--- BEGIN RECORDS SHOWN ---

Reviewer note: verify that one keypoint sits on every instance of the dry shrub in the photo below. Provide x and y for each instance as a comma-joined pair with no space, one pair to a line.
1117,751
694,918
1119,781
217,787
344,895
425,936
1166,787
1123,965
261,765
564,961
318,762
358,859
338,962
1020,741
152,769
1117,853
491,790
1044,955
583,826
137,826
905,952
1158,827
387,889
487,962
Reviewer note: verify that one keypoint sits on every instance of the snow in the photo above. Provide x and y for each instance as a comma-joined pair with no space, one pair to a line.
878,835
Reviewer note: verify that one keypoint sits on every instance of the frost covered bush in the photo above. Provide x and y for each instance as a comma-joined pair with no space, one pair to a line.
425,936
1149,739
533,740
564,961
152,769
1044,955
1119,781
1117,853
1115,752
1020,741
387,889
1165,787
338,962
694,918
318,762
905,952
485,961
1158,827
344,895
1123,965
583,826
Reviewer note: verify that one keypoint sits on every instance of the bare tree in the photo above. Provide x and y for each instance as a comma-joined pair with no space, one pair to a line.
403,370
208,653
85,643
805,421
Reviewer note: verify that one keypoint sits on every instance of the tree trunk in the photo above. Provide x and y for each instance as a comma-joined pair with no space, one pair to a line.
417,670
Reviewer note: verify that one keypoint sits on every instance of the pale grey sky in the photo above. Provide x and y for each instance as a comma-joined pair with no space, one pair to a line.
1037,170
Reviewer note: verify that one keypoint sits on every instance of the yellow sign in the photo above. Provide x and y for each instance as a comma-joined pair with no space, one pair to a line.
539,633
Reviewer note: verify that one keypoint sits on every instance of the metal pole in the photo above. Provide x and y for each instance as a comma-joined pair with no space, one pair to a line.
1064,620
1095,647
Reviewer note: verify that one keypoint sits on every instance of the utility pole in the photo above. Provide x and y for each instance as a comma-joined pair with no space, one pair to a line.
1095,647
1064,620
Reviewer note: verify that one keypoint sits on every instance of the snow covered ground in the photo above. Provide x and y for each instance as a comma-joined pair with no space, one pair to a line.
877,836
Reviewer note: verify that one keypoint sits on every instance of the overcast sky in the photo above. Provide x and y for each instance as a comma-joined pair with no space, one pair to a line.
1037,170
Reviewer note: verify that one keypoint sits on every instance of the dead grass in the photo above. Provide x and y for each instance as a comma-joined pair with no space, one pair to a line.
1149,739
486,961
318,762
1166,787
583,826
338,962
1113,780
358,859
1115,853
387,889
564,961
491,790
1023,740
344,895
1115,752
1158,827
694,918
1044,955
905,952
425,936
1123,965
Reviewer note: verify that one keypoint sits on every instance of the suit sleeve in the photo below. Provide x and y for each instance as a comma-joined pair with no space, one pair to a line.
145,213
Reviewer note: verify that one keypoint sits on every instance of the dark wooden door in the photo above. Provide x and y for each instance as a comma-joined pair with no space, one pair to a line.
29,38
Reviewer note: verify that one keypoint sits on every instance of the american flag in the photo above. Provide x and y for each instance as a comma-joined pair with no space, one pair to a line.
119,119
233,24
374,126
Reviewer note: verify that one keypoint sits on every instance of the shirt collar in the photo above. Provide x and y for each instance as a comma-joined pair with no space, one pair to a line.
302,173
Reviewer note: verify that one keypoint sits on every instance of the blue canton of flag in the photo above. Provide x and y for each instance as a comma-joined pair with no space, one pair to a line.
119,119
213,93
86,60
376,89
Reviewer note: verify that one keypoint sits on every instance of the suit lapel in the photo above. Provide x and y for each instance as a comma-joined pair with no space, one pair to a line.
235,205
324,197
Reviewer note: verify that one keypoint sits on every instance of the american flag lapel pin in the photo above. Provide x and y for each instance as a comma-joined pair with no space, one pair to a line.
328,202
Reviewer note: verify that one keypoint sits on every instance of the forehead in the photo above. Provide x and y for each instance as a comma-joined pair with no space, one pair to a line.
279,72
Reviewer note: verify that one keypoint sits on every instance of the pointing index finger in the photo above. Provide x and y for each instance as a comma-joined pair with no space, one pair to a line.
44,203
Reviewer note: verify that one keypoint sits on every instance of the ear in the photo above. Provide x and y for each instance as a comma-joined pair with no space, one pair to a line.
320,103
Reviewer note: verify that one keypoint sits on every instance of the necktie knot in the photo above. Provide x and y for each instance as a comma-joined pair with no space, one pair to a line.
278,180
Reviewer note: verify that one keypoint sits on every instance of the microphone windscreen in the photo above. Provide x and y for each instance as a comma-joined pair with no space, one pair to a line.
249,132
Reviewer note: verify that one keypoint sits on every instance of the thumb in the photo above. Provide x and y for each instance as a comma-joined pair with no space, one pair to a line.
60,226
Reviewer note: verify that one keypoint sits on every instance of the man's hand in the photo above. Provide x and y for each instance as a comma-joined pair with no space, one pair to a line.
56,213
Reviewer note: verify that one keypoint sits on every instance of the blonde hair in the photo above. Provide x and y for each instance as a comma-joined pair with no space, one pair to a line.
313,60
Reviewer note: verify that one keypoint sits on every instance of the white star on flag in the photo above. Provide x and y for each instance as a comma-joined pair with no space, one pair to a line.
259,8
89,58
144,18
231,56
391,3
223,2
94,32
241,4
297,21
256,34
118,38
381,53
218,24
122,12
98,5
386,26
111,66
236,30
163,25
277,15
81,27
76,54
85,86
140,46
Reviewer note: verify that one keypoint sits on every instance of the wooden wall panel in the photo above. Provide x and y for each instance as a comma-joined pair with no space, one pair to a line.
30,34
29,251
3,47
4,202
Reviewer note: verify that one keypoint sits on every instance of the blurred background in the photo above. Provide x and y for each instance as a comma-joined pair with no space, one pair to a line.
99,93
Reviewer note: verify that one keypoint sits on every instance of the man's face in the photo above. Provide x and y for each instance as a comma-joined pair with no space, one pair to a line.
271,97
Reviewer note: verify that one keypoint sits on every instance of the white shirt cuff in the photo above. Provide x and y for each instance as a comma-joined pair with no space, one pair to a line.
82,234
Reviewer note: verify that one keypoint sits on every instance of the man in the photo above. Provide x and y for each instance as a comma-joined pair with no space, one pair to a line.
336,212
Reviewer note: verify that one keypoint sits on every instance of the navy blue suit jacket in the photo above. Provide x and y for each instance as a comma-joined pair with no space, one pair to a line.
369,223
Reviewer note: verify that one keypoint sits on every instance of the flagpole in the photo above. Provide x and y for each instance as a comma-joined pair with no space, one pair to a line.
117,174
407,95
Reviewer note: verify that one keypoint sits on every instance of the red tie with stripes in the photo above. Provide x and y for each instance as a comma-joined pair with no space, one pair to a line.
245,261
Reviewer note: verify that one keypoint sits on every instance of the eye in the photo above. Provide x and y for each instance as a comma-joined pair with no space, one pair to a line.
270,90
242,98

--- END RECORDS SHOWN ---

Transcribe every line of the records above verbatim, keeping each line's wording, punctuation and order unchanged.

[THE RESPONSE]
Reviewer note: verify that one keypoint sits on every instance of the dry shrub in the photo below. Provide x and y for each instance as a comma-joined pair with no space, one pair to a line.
1117,751
694,918
1119,781
217,787
344,895
425,936
1166,787
1123,965
261,765
564,961
318,762
358,859
338,962
1020,741
152,769
1117,853
491,790
1044,955
583,826
137,826
905,952
1158,827
387,889
487,962
Reviewer note: verify that one keypoint sits on every instance of the snow in the photo above. Provide x and y for each instance as a comma-joined pair with no space, one pair to a line.
878,835
Reviewer note: verify that one keypoint sits on every instance of the frost covered bush in the photo above. Provide x and y for each instance as a comma-joined pair with no space, one pair to a line.
425,936
1149,739
533,740
564,961
152,769
1044,955
1119,781
1117,853
1115,752
1020,741
387,889
1165,787
338,962
694,918
318,762
905,952
485,961
1158,827
344,895
1123,965
583,826
Reviewer note: verify that one keypoint sits on every instance of the bare tree in the photo above. Provide x and y for each instance as a comma-joined pair with no space, one pair to a line.
403,370
208,653
85,643
805,421
Reviewer note: verify that one keypoint sits on every instance of the tree trunk in the photo above. Provide x and y for each instance as a comma-joined pair with no space, one pair to a line.
417,670
Reviewer note: verify that one keypoint sits on every instance of the pale grey sky in the photo above. Provide x and y for each instance as a comma-joined pair with no space, one pair to a line.
1037,170
Reviewer note: verify that one keypoint sits on every instance of the yellow sign in the photo above. Provide x and y for each instance as a comma-joined pair with no space, one pair to a line.
539,633
Reviewer note: verify that one keypoint sits on every instance of the metal pole in the photo above. Provide x and y for each instance as a comma-joined pair with no space, one pair to a line.
1064,620
1095,647
Reviewer note: verify that one keypoint sits on every instance of the utility pole in the photo above. Provide x and y for each instance as a comma-joined pair with no space, one pair to a line.
1095,647
1064,620
Reviewer note: verify that one keypoint sits on every instance of the snow covered ground in the photo above. Provide x and y for each instance as a comma-joined pair with no space, one pair to a line.
877,836
Reviewer note: verify that one keypoint sits on every instance of the overcast sky in the photo above. Provide x and y for each instance as a comma-joined pair with no space, one pair to a line.
1037,170
Reviewer note: verify that one keypoint sits on every instance of the dead grass in the photo above. Provide x and y for each instance as a comma-joined pair with no space, one pair to a line.
1149,739
486,961
318,762
1166,787
583,826
338,962
1113,780
358,859
1115,853
387,889
564,961
491,790
1023,740
344,895
1115,752
1158,827
694,918
1044,955
905,952
425,936
1123,965
Reviewer note: verify that one keypoint sits on every instance of the suit sleeve in the photo below. Provide x and y for each instance as a comma-joined pair with no space, one pair to a line.
145,213
Reviewer note: verify that one keypoint sits on every instance of the dark wooden door in the photo above. Provide x and y for each instance as a comma-joined pair with no space, one pair to a line.
29,38
Reviewer note: verify that one keypoint sits on every instance of the american flag in the photo above. Provide x and y for each instance as a comma-joined pair with no space, one pair to a line.
119,119
233,24
374,126
Reviewer note: verify that one keypoint sits on every instance of the shirt collar in the photo above. Provide x and y for each instance as a comma-joined pair with no space, one pair to a line.
302,173
Reviewer note: verify that one keypoint sits on every instance of the blue canton of flag in the photo above. Provide x and y for each instance as a comma-joined pair with no space, one pair to a line.
119,119
213,93
86,60
376,89
Reviewer note: verify that one keypoint sits on every instance of the suit lapel in the photo above. Provide x and y for each instance as a comma-joined pair with no space, one pair to a line.
235,205
324,197
Reviewer note: verify that one keypoint sits on every instance of the american flag lapel pin in the photo above. Provide x and y for each instance as a comma-joined pair with no space, one pair to a line.
328,202
Reviewer note: verify that one keypoint sits on every instance of the forehead in the photo above. Provide x and y for each instance as a comma-joined pair with no space, one pair to a line.
279,72
Reviewer note: verify that one keypoint sits on every instance of the pointing index finger in the photo above. Provide x and y for each instance as a comma-joined pair with no space, one pair to a line.
44,203
Reviewer note: verify that one keypoint sits on every instance of the ear in the photo above. Provide x and y for each instance as a comma-joined pair with no space, one pair to a line.
320,103
Reviewer note: verify that one keypoint sits on every instance of the necktie knot in the photo above. Provide x and y for each instance as a comma-joined pair with no space, one pair to a line.
278,180
Reviewer note: verify that one keypoint sits on every instance of the microphone windscreen in the photo above. Provide x and y for each instance as a comma-joined pair with no space, one pair to a line.
249,132
Reviewer note: verify that one keypoint sits on every instance of the thumb in the photo above. Provide x and y for each instance as a comma-joined pair with no space, one pair to a line.
60,226
Reviewer note: verify that one keypoint sits on every instance of the man's hand in the photo above. Provide x and y for each instance as a comma-joined pair with no space, one pair to a line.
56,213
Reviewer note: verify that one keypoint sits on every instance of the blonde hair in the photo above. Provide x and y for each instance as a comma-joined pair with no space, one pair to a line.
313,60
Reviewer note: verify that one keypoint sits on every instance of the white star on flag in the photo above. Provide x and y for each instance as a comma-joined pair with no space, one pair to a line.
259,8
89,58
144,18
231,56
391,3
223,2
94,32
241,4
297,21
256,34
118,38
381,53
218,24
122,12
98,5
386,26
111,66
236,30
163,25
277,15
81,27
76,54
85,86
140,46
Reviewer note: verify that one keypoint sits on every instance of the wooden wall panel in the photo above. Provide x and y for each instance as a comma-joined pair with no space, one pair to a line.
30,34
29,251
3,47
4,202
Reviewer note: verify that one keypoint sits on every instance of the blurred background in the photo above. Provide x and y for each instance as a comma-joined pair with no space, one pair to a line.
99,93
Reviewer note: verify that one keypoint sits on every instance of the man's face in the photo above. Provide x and y for each instance as a comma-joined pair with no space, one pair to a line.
271,97
Reviewer note: verify that one keypoint sits on every instance of the white shirt cuff in the photo above. Provide x and y for each instance as a comma-joined pair with no space, one pair to a line.
82,234
Reviewer note: verify that one keypoint sits on every instance of the man in the photo above. Provide x and y for each instance as a comma-joined pair with no space, one pair to a line.
336,212
Reviewer note: verify that one keypoint sits on every instance of the navy blue suit jacket in the photo above. Provide x and y for each instance as a comma-joined pair with no space, one pair to a line.
369,223
Reviewer note: verify that one keypoint sits on every instance of the flagpole in the photo above. Provide x and y for each instance as a comma-joined pair with no space, one pair to a line.
117,174
407,95
Reviewer note: verify that one keypoint sits on every instance of the red tie with stripes in the photo above. Provide x and y for each instance as a comma-joined pair with no space, one pair to a line.
245,261
Reviewer note: verify that one keypoint sits on every instance of the eye in the photo above. Provide x and y for each instance as a comma-joined pair with no space, one pair to a line.
270,90
242,98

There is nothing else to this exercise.